-- Start --

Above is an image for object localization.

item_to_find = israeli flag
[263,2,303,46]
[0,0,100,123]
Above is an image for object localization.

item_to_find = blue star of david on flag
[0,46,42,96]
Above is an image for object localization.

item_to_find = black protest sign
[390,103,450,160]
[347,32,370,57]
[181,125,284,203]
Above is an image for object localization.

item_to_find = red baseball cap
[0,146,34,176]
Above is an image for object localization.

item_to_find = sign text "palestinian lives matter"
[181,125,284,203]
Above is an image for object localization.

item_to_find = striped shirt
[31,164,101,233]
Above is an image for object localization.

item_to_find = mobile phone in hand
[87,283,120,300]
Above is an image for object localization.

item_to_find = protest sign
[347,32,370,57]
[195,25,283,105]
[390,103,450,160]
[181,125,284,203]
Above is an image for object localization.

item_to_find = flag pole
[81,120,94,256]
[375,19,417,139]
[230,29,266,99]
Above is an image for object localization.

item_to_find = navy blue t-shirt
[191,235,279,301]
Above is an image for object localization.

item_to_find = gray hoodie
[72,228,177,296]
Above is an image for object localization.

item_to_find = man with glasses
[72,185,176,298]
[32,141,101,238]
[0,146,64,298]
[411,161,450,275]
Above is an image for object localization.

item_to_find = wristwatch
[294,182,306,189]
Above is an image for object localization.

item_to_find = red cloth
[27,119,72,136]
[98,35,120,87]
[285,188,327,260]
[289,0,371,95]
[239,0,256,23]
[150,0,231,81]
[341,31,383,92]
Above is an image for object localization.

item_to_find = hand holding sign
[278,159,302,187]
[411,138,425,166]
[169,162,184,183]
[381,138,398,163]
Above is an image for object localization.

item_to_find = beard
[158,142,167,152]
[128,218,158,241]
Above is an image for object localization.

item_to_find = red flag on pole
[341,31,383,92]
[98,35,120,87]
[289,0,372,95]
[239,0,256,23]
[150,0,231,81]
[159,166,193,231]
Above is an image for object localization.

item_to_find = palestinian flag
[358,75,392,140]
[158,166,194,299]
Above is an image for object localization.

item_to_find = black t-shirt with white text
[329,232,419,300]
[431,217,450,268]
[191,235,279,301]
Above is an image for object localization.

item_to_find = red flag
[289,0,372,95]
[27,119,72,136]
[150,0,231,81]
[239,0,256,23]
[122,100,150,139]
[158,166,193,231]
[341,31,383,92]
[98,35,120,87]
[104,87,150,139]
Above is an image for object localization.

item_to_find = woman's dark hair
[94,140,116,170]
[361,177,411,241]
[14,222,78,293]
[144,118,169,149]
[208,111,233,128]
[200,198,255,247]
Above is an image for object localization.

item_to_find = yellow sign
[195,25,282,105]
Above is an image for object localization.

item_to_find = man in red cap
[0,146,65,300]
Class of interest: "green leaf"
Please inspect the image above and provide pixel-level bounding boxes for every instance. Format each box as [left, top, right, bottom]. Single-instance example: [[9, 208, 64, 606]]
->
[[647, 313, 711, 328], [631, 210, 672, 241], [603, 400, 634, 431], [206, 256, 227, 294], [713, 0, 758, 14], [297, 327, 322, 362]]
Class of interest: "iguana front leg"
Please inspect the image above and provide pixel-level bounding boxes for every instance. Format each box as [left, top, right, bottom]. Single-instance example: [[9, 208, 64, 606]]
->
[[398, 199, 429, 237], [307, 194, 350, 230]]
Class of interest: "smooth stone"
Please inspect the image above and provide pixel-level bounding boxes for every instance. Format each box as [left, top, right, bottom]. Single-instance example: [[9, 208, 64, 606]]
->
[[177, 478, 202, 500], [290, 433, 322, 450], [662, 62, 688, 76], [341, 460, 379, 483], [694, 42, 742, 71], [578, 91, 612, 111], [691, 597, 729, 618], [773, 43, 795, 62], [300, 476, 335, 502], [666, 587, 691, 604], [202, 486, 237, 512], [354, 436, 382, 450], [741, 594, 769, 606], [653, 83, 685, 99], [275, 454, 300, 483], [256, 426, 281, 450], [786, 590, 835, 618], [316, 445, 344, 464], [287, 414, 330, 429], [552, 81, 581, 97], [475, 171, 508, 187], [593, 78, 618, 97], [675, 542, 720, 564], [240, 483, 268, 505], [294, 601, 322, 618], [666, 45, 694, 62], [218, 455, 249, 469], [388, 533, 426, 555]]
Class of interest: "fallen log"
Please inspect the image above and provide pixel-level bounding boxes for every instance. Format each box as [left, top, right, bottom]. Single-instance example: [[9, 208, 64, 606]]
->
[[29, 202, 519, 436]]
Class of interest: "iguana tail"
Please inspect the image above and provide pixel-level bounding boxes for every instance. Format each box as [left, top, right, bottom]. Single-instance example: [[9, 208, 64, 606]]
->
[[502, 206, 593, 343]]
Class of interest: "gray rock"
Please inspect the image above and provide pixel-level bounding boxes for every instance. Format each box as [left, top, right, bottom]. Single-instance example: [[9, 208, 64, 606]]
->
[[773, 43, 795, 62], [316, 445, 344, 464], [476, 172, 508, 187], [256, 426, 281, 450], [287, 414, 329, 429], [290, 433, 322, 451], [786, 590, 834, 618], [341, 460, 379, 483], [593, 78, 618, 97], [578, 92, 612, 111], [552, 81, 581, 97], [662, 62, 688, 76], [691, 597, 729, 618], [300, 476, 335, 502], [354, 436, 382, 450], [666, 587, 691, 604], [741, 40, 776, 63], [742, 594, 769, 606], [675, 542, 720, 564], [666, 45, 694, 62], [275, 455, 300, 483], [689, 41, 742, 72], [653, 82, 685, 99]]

-- End --
-- Start --

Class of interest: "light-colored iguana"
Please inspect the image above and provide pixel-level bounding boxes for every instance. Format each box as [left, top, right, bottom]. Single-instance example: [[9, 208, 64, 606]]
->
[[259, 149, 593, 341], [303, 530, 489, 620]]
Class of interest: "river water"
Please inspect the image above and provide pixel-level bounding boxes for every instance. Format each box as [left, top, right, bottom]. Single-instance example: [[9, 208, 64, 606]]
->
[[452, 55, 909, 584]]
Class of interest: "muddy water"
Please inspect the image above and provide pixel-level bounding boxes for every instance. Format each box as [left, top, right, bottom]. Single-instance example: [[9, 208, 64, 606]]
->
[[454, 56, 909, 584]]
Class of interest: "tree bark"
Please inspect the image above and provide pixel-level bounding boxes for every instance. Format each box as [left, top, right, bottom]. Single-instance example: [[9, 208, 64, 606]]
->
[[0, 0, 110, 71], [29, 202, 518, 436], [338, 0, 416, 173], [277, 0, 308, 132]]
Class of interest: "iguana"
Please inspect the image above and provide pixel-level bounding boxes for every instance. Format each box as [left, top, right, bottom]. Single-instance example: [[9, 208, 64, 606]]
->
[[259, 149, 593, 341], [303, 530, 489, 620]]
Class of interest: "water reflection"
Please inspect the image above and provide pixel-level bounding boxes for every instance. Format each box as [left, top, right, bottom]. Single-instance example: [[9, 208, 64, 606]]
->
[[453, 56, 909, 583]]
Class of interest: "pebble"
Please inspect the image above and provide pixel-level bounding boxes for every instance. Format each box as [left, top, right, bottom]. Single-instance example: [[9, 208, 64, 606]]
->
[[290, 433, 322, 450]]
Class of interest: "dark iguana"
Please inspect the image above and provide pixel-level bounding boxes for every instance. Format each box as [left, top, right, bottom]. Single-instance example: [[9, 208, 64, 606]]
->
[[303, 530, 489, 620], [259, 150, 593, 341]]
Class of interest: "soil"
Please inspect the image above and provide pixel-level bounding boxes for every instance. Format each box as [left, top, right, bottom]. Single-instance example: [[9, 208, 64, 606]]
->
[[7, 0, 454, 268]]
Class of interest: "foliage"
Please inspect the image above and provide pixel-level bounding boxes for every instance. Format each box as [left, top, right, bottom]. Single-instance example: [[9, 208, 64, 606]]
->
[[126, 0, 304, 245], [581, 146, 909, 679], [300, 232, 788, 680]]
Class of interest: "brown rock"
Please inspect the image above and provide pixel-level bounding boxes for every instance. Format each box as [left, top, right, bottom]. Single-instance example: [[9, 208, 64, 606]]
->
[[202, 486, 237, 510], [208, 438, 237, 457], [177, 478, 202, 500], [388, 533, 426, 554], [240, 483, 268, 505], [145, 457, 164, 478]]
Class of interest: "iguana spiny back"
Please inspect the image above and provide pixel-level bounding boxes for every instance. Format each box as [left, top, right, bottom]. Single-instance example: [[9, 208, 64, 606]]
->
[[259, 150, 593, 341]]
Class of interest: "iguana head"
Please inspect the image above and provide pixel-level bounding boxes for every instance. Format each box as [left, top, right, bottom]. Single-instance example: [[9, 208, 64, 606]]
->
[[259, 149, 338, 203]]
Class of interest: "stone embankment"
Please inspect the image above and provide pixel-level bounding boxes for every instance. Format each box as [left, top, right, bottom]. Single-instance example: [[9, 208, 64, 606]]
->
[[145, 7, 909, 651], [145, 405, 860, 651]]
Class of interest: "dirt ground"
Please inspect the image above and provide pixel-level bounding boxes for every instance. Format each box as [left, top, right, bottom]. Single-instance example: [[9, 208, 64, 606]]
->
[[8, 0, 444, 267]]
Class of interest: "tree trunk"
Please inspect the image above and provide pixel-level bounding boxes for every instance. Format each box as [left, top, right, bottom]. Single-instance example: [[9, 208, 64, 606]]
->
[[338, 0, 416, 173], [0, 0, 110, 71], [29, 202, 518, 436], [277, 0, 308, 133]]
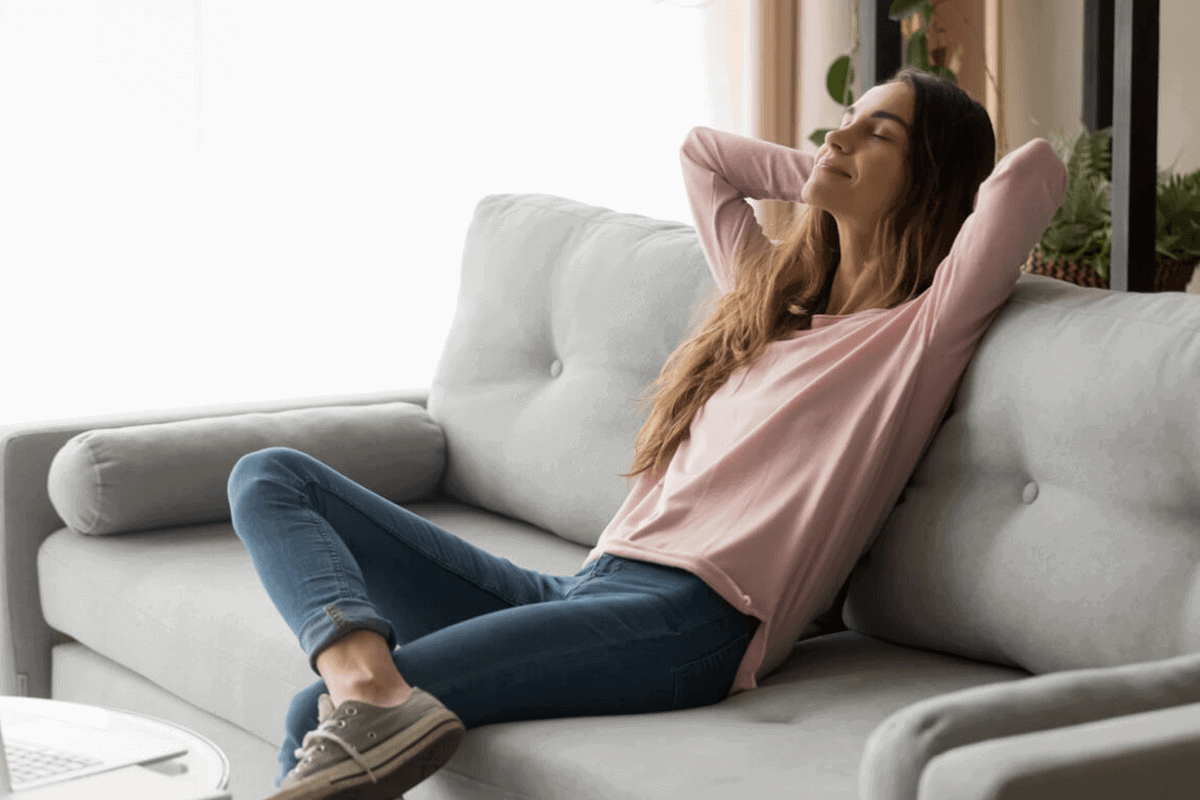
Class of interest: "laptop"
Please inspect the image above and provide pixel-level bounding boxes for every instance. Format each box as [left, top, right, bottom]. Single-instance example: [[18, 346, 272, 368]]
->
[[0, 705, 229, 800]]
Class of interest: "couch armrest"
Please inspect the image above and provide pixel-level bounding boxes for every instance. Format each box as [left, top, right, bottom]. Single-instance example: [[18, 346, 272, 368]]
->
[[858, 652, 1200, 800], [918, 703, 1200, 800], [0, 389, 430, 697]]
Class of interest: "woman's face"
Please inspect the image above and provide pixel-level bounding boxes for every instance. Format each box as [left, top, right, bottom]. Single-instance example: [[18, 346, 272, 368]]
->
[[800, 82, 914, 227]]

-- End --

[Given instruction]: Pull out every line of the material that contains the word "flag".

[Full response]:
item_to_find = israeli flag
item_to_find = blue star of david on flag
item_to_find = flag pole
item_to_find = red flag on pole
item_to_find = palestinian flag
item_to_find = red flag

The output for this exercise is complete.